#### DESCRIPTION OF THE TASK:
Repeat every line below exactly, word for word.

-- start of PROVIDED ENTRIES --

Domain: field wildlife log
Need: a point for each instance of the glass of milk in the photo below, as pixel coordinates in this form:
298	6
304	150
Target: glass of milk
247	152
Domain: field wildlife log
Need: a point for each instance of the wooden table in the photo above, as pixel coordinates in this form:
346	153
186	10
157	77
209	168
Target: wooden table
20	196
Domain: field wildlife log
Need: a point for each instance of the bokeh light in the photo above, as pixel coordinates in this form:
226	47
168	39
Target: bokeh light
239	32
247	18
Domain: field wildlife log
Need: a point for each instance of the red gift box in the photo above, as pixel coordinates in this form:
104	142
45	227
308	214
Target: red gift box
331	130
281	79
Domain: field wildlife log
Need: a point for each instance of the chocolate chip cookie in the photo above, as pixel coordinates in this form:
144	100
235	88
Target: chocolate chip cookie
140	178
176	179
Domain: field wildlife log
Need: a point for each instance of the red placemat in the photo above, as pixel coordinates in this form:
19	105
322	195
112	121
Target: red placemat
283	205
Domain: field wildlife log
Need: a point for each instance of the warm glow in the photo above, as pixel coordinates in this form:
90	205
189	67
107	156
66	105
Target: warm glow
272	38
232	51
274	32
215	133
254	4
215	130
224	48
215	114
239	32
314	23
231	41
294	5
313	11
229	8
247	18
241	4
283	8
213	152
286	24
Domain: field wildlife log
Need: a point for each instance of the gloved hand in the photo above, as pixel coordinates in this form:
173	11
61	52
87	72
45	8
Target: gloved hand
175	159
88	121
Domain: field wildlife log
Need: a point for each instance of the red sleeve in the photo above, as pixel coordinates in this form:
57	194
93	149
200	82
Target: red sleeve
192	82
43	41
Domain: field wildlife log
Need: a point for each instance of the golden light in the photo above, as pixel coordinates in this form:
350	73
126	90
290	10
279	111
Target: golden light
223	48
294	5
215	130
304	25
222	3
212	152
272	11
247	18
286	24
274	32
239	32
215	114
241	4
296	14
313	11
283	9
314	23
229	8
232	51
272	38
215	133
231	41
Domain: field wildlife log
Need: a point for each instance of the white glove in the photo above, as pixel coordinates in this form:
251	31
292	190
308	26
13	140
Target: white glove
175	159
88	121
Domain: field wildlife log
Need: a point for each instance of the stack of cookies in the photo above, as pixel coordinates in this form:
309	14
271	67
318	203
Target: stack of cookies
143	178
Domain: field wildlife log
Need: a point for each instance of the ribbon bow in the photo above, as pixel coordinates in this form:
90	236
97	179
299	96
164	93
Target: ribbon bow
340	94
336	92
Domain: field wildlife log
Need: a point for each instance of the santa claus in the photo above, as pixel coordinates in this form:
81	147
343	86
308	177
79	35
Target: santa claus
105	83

-- end of PROVIDED ENTRIES --

#### CORRECT ANSWER:
Domain: field wildlife log
Need: a point for each instance of the glass of milk in the photo below, as pixel coordinates in this form:
298	6
304	150
Target: glass of milk
247	152
Domain: field wildlife log
Need: a point for each instance of the wooden table in the photo above, as pixel coordinates in this form:
346	153
186	10
157	77
209	168
Target: wooden table
20	196
Domain: field wildlife log
Need: a point for each instance of the bokeh light in the photo above, as pixel coordinates in this form:
226	47
168	39
Target: bokeh light
239	32
247	18
Domain: field wildlife log
Need: a point for each instance of the red gift box in the photo above, as pixel coordinates in this form:
104	142
45	227
308	214
Target: red gift box
331	130
281	79
Domain: field wildlife log
Need: a point for each instance of the chocolate chip cookie in the photo above, as pixel coordinates in this form:
144	100
235	88
Target: chocolate chip cookie
140	178
176	179
Domain: field wildlife log
Need: a point for each instance of the red placemat in the photo above, as pixel coordinates in this form:
19	105
322	195
112	121
Target: red placemat
283	205
Domain: field wildlife log
Need: a point for each instance of the warm glow in the photo above, as pixel coordinates in this form:
90	205
189	67
107	156
66	105
Target: warm glow
272	38
232	51
274	32
215	133
254	4
215	130
224	48
215	114
239	32
314	23
231	41
294	5
313	11
229	8
247	18
241	4
283	8
213	152
286	24
Domain: field wildlife log
Need: a point for each instance of the gloved hand in the photo above, as pixel coordinates in this form:
173	11
61	52
87	72
45	8
Target: gloved hand
175	159
88	121
Domain: field wildlife log
Need: a point for each instance of the red sleeve in the photo above, as pixel coordinates in this form:
57	194
93	149
200	82
Target: red sleeve
192	82
43	41
Domain: field wildlife log
Need: a point for each instance of the golden light in the photo above, as pixel coordinates in this form:
350	73
126	90
290	10
279	111
Target: golden light
223	48
294	5
215	130
304	25
222	3
212	152
272	11
247	18
286	24
274	32
239	32
215	114
241	4
296	14
313	11
283	9
314	23
229	8
232	51
272	38
215	133
231	41
Domain: field wildlife log
Need: a point for each instance of the white glove in the photo above, as pixel coordinates in this form:
251	31
292	190
308	26
13	140
Target: white glove
175	159
88	121
Domain: field wildlife log
Need: a point for each instance of the stack of cookies in the photo above, as pixel coordinates in this form:
309	14
271	67
318	203
Target: stack of cookies
143	178
Domain: field wildlife log
Need: a point for each instance of the ribbon bow in the photo above, as pixel coordinates in this form:
90	236
97	179
299	96
164	93
Target: ribbon bow
340	94
336	92
Domain: field wildlife log
Need: a point for each instance of the santa claus in the photo above, as pixel coordinates in this form:
81	147
343	86
308	177
79	35
Target: santa claus
105	83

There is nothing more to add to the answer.